┌─ RECORDS FOR THE EXERCISE
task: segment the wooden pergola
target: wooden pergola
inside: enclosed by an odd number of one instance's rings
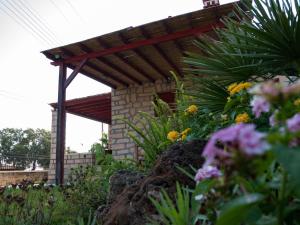
[[[59,66],[56,138],[56,183],[63,183],[66,90],[81,73],[113,89],[170,79],[170,72],[183,76],[182,56],[198,52],[193,44],[201,34],[222,27],[221,17],[234,3],[206,8],[163,20],[129,27],[85,41],[43,51]],[[67,77],[67,68],[73,72]]]

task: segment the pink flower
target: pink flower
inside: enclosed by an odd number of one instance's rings
[[[285,97],[299,94],[300,93],[300,80],[296,81],[295,83],[293,83],[291,85],[284,87],[282,92]]]
[[[239,150],[248,156],[263,154],[269,148],[263,140],[264,137],[265,134],[257,132],[253,124],[245,126],[239,132]]]
[[[287,128],[290,132],[300,131],[300,114],[295,114],[292,118],[287,120]]]
[[[219,130],[204,148],[202,156],[206,158],[205,165],[214,163],[216,158],[231,158],[233,151],[240,151],[247,156],[261,155],[269,148],[264,136],[255,130],[253,124],[240,123]]]
[[[199,182],[202,180],[206,180],[209,178],[220,177],[222,174],[217,167],[214,166],[203,166],[201,169],[197,171],[195,176],[195,181]]]
[[[269,118],[269,123],[271,127],[274,127],[276,125],[276,114],[273,113]]]
[[[254,96],[253,100],[251,101],[251,106],[255,118],[260,117],[262,112],[270,111],[270,103],[264,97],[261,96]]]

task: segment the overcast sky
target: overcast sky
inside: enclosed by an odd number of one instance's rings
[[[42,50],[201,8],[202,0],[0,0],[0,129],[50,130],[48,103],[57,100],[58,68]],[[79,75],[67,99],[109,91]],[[72,150],[87,151],[100,135],[100,123],[67,116]]]

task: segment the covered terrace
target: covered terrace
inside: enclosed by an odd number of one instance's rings
[[[213,35],[214,28],[223,26],[220,18],[233,7],[233,3],[212,6],[43,51],[59,67],[58,101],[53,105],[57,108],[56,183],[63,183],[66,110],[113,123],[109,98],[115,90],[170,81],[170,71],[183,77],[181,58],[186,52],[200,53],[193,42],[199,35]],[[73,70],[68,76],[67,68]],[[107,93],[66,102],[67,87],[79,73],[111,87],[113,96]]]

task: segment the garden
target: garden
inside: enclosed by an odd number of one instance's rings
[[[144,161],[106,155],[64,186],[0,190],[0,224],[300,224],[300,2],[253,0],[201,36],[176,109],[124,119]],[[186,66],[187,67],[187,66]]]

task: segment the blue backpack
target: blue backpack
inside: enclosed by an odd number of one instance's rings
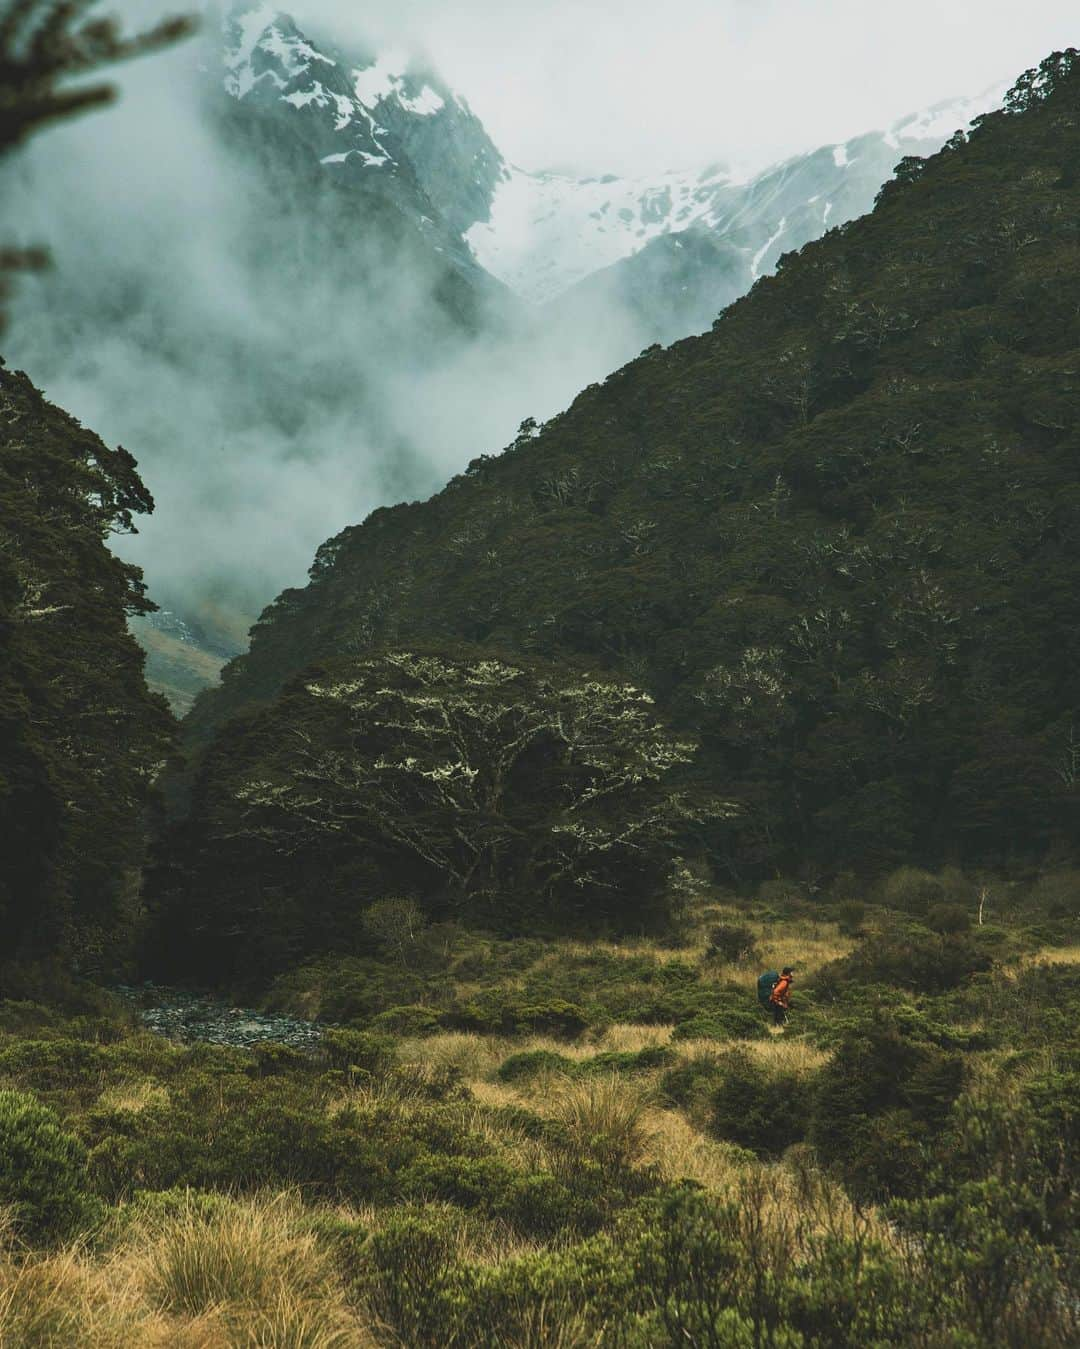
└─
Starting at the line that contains "target: wooden pergola" and ending at the line that contains "target: pink flower", transcribe the material above exactly, excluding pictures.

target: wooden pergola
inside: enclosed by an odd number of one instance's rings
[[[59,66],[56,138],[56,183],[63,183],[66,90],[81,73],[113,89],[170,79],[170,72],[183,76],[182,56],[198,52],[193,44],[201,34],[222,27],[221,17],[234,3],[206,8],[163,20],[129,27],[85,41],[43,51]],[[67,77],[67,68],[73,72]]]

task: segment the pink flower
target: pink flower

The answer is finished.